*Directions for this task*. Print the whole listing again, exactly as it stands.

---- Extracted entries

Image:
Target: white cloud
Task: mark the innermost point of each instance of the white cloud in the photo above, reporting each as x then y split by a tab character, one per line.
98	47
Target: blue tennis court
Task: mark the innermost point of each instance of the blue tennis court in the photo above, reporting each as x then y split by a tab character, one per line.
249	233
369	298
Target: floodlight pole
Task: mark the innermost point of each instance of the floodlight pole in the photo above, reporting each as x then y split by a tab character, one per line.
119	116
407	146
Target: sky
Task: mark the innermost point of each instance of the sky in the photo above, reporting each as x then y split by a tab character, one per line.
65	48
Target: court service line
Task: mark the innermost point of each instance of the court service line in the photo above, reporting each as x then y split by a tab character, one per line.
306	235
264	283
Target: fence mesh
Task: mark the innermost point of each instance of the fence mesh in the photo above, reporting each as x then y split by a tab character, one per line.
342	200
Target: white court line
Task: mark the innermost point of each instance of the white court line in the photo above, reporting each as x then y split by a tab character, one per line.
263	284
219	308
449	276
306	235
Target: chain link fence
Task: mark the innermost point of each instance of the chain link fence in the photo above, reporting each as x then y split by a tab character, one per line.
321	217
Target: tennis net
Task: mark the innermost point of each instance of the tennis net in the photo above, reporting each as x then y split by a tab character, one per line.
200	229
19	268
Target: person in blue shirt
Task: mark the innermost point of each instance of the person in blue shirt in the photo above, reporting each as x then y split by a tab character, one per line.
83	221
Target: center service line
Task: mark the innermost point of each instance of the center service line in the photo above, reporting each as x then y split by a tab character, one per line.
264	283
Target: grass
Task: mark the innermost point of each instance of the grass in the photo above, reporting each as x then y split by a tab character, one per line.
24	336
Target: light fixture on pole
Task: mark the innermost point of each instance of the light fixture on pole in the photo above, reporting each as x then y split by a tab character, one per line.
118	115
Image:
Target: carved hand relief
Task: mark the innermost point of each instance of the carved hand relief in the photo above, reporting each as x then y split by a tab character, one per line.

--------

*Answer below*.
Image:
Target: white cloud
Task: mark the innermost point of each instance of the white cloud in the photo above, reporting each as x then y split by a tab character, one per line.
98	47
Target: blue tennis court
Task: mark the innermost point of each instance of the blue tennis court in the photo above, reporting each as x then y split by a tab character, one per line.
249	233
369	298
Target: floodlight pole
Task: mark the innermost point of each instance of the floodlight pole in the photo above, reporting each as x then y split by a tab character, one per line.
119	116
407	146
Target: sky
Task: mark the innermost point of each instance of the sky in the photo above, reporting each as x then y split by a tab character, one per line.
65	48
Target: court service line
Task: mark the innermost point of each instance of the court service line in the photo above, reporting each as x then y split by a tab character, one per line.
306	235
264	283
Target: fence mesh
Task: mark the innermost point of each instance of the fence mesh in the photo above, reporting each as x then y split by a tab character, one per line.
342	200
Target: white court line
Task: mark the innermost point of each instance of the white court line in the photo above, reporting each as x then y split by a tab character, one per line.
263	284
219	308
449	276
306	235
Target: chain link fence
Task: mark the innermost point of each instance of the chain link fence in the photo above, reporting each as x then y split by a tab character, one per line.
321	217
Target: tennis net
Task: mark the innermost point of each instance of the tennis net in the photo above, reporting each as x then y split by a tab character, one per line.
200	229
19	268
Target: person in blue shirt
Task: mark the innermost point of each instance of the person in blue shirt in the photo above, reporting each as x then y split by a tab character, one per line.
83	221
Target: center service line
Task: mark the innermost point of each instance of the center service line in the photo above, reporting each as x then y split by a tab character, one per line.
264	283
Target: grass
Task: mark the innermost point of each instance of the grass in the photo above, reporting each as x then y split by a tab character, one per line.
24	336
Target: light fixture on pole
Task: mark the innermost point of each instance of the light fixture on pole in the photo above, reporting each as x then y split by a tab character, one per line.
118	115
Image:
Target: carved hand relief
Task: mark the innermost point of each instance of the carved hand relief in the photo above, reporting each as x then y split by a tab character, one per line.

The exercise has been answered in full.